• _Given problem_
Go through the entries below and write each one out exactly.

-*-*-

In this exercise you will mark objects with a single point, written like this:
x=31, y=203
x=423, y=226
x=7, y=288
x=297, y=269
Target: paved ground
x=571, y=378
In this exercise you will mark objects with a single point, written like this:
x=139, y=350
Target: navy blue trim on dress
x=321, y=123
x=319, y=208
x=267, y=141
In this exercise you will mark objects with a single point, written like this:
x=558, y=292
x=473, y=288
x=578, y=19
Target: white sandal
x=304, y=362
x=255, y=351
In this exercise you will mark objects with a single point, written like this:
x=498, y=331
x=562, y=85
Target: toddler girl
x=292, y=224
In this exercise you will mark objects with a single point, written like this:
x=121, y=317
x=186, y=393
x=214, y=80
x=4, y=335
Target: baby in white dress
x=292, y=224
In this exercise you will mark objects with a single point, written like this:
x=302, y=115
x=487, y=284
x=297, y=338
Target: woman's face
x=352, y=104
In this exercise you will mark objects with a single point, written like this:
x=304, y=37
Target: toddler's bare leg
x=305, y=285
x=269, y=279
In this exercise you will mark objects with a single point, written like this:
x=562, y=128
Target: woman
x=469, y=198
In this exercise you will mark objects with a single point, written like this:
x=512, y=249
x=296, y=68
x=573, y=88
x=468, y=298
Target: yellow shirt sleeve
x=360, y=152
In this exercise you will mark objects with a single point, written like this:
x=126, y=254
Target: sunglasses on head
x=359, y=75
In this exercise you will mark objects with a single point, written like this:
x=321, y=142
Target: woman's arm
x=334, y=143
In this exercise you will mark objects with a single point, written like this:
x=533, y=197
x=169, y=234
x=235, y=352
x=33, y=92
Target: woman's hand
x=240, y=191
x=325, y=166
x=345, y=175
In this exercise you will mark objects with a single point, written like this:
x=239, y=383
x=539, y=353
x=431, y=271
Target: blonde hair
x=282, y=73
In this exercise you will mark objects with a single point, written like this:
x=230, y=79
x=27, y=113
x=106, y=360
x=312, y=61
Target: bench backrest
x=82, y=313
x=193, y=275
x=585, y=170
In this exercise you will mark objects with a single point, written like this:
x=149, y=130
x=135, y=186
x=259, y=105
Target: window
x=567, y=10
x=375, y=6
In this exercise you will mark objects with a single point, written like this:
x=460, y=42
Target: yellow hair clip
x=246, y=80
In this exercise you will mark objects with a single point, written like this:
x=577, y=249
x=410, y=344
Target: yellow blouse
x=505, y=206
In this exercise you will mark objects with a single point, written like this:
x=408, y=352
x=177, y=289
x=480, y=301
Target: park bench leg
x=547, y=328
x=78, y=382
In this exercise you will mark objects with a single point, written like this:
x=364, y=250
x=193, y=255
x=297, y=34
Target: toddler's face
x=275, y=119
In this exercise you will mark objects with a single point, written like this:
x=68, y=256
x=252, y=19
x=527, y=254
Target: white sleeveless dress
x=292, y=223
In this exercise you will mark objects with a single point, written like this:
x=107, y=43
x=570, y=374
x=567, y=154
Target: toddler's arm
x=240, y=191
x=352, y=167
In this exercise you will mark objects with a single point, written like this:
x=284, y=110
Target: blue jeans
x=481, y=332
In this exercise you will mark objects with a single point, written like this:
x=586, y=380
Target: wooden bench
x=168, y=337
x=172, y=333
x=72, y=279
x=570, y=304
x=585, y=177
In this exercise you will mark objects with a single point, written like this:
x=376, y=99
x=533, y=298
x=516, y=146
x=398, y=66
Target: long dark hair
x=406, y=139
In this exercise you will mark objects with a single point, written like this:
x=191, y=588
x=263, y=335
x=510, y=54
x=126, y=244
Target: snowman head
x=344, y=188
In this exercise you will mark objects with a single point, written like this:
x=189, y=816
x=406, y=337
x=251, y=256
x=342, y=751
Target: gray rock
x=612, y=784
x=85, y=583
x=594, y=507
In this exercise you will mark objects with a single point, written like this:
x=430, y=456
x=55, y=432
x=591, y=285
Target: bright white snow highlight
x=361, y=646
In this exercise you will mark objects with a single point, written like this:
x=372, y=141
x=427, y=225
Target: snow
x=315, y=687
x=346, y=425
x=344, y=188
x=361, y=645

-*-*-

• _Solution to this problem_
In this exercise you will mark objects with a single point, written like this:
x=31, y=203
x=423, y=226
x=7, y=288
x=297, y=269
Target: paved ground
x=571, y=378
In this exercise you will mark objects with a single point, written like this:
x=139, y=350
Target: navy blue trim on dress
x=321, y=123
x=319, y=208
x=267, y=141
In this exercise you will mark objects with a single point, written like this:
x=558, y=292
x=473, y=288
x=578, y=19
Target: white sandal
x=304, y=362
x=255, y=351
In this exercise you will mark objects with a single point, written like this:
x=498, y=331
x=562, y=85
Target: toddler girl
x=292, y=224
In this exercise you will mark objects with a single point, written like this:
x=121, y=317
x=186, y=393
x=214, y=80
x=4, y=335
Target: baby in white dress
x=292, y=224
In this exercise you will mark objects with a single point, written like this:
x=302, y=115
x=487, y=284
x=297, y=338
Target: woman's face
x=352, y=104
In this exercise you will mark objects with a single point, written like this:
x=304, y=37
Target: toddler's bare leg
x=305, y=285
x=269, y=279
In this exercise you will mark objects with a single point, written like this:
x=562, y=128
Target: woman
x=469, y=198
In this exercise you will mark objects with a single point, written like this:
x=512, y=249
x=296, y=68
x=573, y=88
x=468, y=298
Target: yellow shirt sleeve
x=360, y=152
In this exercise you will mark objects with a single point, written like this:
x=126, y=254
Target: sunglasses on head
x=359, y=75
In this exercise you will mark objects with a single point, written like this:
x=321, y=142
Target: woman's arm
x=334, y=143
In this exercise you will mark objects with a single point, written like this:
x=533, y=197
x=169, y=234
x=235, y=352
x=33, y=92
Target: woman's hand
x=240, y=191
x=325, y=166
x=345, y=175
In this exercise you will mark objects with a single point, written like this:
x=239, y=383
x=539, y=353
x=431, y=271
Target: blonde hair
x=282, y=73
In this exercise you will mark objects with a single point, written like this:
x=230, y=79
x=27, y=113
x=106, y=360
x=312, y=61
Target: bench backrest
x=82, y=313
x=193, y=275
x=585, y=170
In this exercise you will mark objects with a single point, written like this:
x=149, y=130
x=135, y=186
x=259, y=105
Target: window
x=567, y=10
x=375, y=6
In this exercise you will mark objects with a single point, written like this:
x=460, y=42
Target: yellow hair clip
x=246, y=80
In this exercise you will mark objects with a single point, written like this:
x=577, y=249
x=410, y=344
Target: yellow blouse
x=505, y=206
In this exercise you will mark objects with a single point, written like this:
x=408, y=352
x=177, y=289
x=480, y=301
Target: park bench leg
x=547, y=328
x=78, y=382
In this exercise you will mark objects with a single point, written like this:
x=364, y=250
x=193, y=255
x=297, y=34
Target: toddler's face
x=275, y=119
In this exercise you will mark objects with a single point, written like this:
x=68, y=256
x=252, y=19
x=527, y=254
Target: white sleeveless dress
x=292, y=223
In this exercise you will mark objects with a single point, written like this:
x=107, y=43
x=570, y=374
x=567, y=154
Target: toddler's arm
x=240, y=191
x=352, y=167
In this exercise you will mark objects with a single point, written like this:
x=284, y=110
Target: blue jeans
x=481, y=332
In this exercise you will mark objects with a single point, written like this:
x=586, y=380
Target: wooden bench
x=168, y=337
x=172, y=333
x=72, y=279
x=570, y=304
x=585, y=177
In this exercise you will mark objects with a single point, written like this:
x=376, y=99
x=533, y=298
x=516, y=146
x=398, y=66
Target: long dark hair
x=406, y=139
In this exercise you will mark objects with a single point, written like this:
x=191, y=588
x=263, y=335
x=510, y=54
x=126, y=244
Target: snowman head
x=344, y=188
In this exercise you will mark objects with a single point, written like this:
x=189, y=816
x=406, y=337
x=251, y=256
x=342, y=751
Target: gray rock
x=612, y=784
x=85, y=583
x=594, y=507
In this exercise you will mark objects with a single point, written like this:
x=430, y=456
x=55, y=432
x=591, y=285
Target: bright white snow highlight
x=361, y=646
In this exercise you will mark objects with a single point, written like this:
x=372, y=141
x=427, y=225
Target: snow
x=315, y=687
x=346, y=425
x=344, y=188
x=361, y=645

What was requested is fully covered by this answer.